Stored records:

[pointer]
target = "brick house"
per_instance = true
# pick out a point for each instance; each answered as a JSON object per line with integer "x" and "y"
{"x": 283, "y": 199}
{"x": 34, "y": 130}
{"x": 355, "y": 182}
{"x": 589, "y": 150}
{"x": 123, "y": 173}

WRITTEN PROBLEM → Rewrite the material above with "brick house" changed to "stone cottage", and leave everything else as it is.

TASK RESPONSE →
[pointer]
target = "stone cottage"
per_instance = true
# pick out a point for each instance; each answered as a JSON object per line with integer "x" and "y"
{"x": 283, "y": 199}
{"x": 34, "y": 130}
{"x": 355, "y": 182}
{"x": 589, "y": 150}
{"x": 123, "y": 173}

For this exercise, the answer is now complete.